*DOCUMENT TEXT:*
++++++++++

# Bringing items to Australia



## DencioV (Dec 3, 2016)

Hello to everyone,

I am not quite sure where this topic fits in so here goes.

I am from the Philippines and I will be moving to Sydney via a 457 visa, I've done my homework about what and what not to bring and I'm still not quite sure about the items I will be bringing! I appreciate if anybody can point out some of the items I may bring that is not allowed. So here's a list of some of it.

Coffee Press(Glass body, Stainless Steel top)
Stainless Steel Mug
Coffee Beans
Burr Grinder(Plastic Body)
Instant Coffee Powder


Regards,


----------



## francofunghi (Jan 5, 2017)

Just don't carry it in your hand luggage


----------



## JandE (Jul 17, 2015)

DencioV said:


> Hello to everyone,
> 
> I am not quite sure where this topic fits in so here goes.
> 
> ...


If you have ANY food at all, in *any *of your baggage, make sure you declare it.

I have brought 3in1 coffee, Nagaraya Nuts, and other pre packed commercial food, from the Philippines. Declared it every time, and no problems.

If they decide it isn't allowed, they take it and destroy it.
It's only if you do not declare that they fine you.


----------



## rajrai (Mar 26, 2014)

++++++++++

*PROVIDED MATERIAL:*
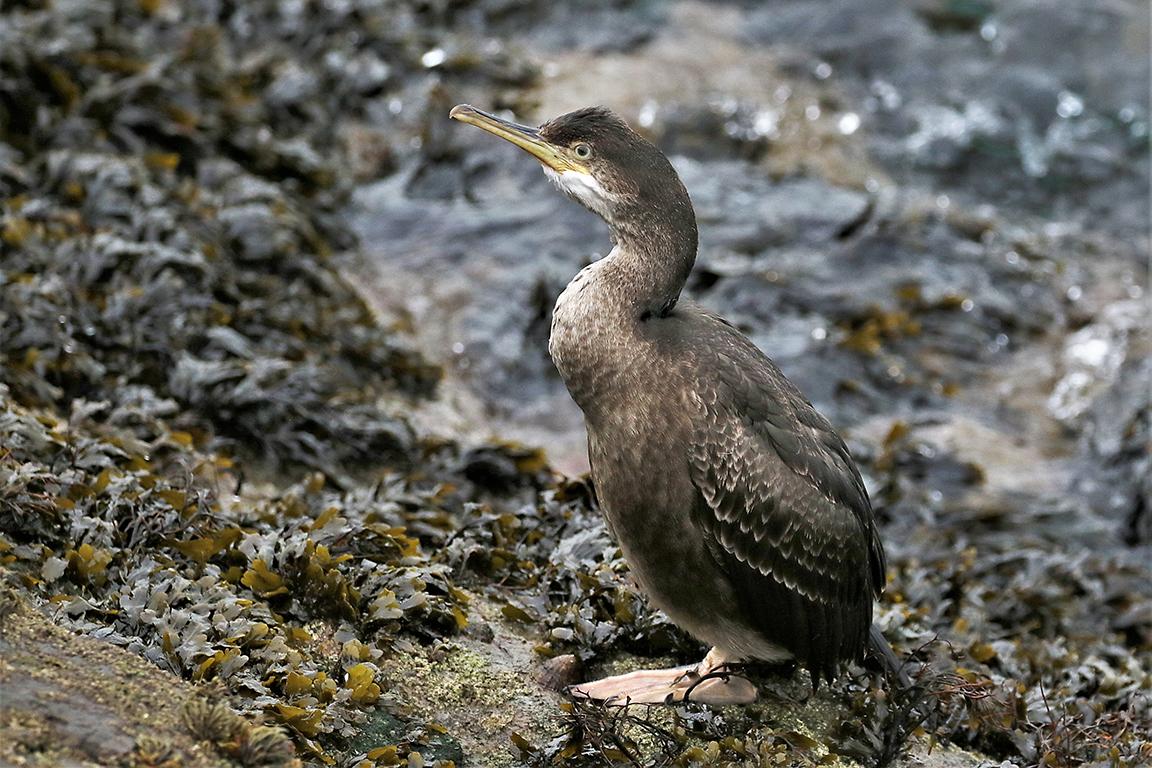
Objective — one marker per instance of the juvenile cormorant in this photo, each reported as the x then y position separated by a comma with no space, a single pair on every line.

++++++++++

*WORK TO COMPLETE:* Continue the forum thread above on bringing items to Australia, picking up right after the last part shown.

*ANSWER TO THIS TASK:*
Any consumable item should be declared specially , meat , dairy and nuts produce. I am not an expert but coffee beans might fall under that category , so the best step it to declare it. Except for drugs you can bring anything into Australia as long as you declare it , if the customs offical gives you a green light you can keep it, if they dont you will still be okay and not face a fine. Failure to declear will leave you with a hefty fine.


----------



## pndaccountants (May 14, 2016)

Restrictions on taking gel, liquid or dangerous items on an aircraft.


----------



## sweetnovember (Nov 10, 2015)

Just declare any food items. Undeclared food items will definitely confiscated.


----------



## Polrena (May 5, 2017)

I can't post links yet, but you should be able to check the Australian Government's Agriculture website, and find the information on travelling. You can make inquiries directly to them about what you can and can't bring. Hope this helps!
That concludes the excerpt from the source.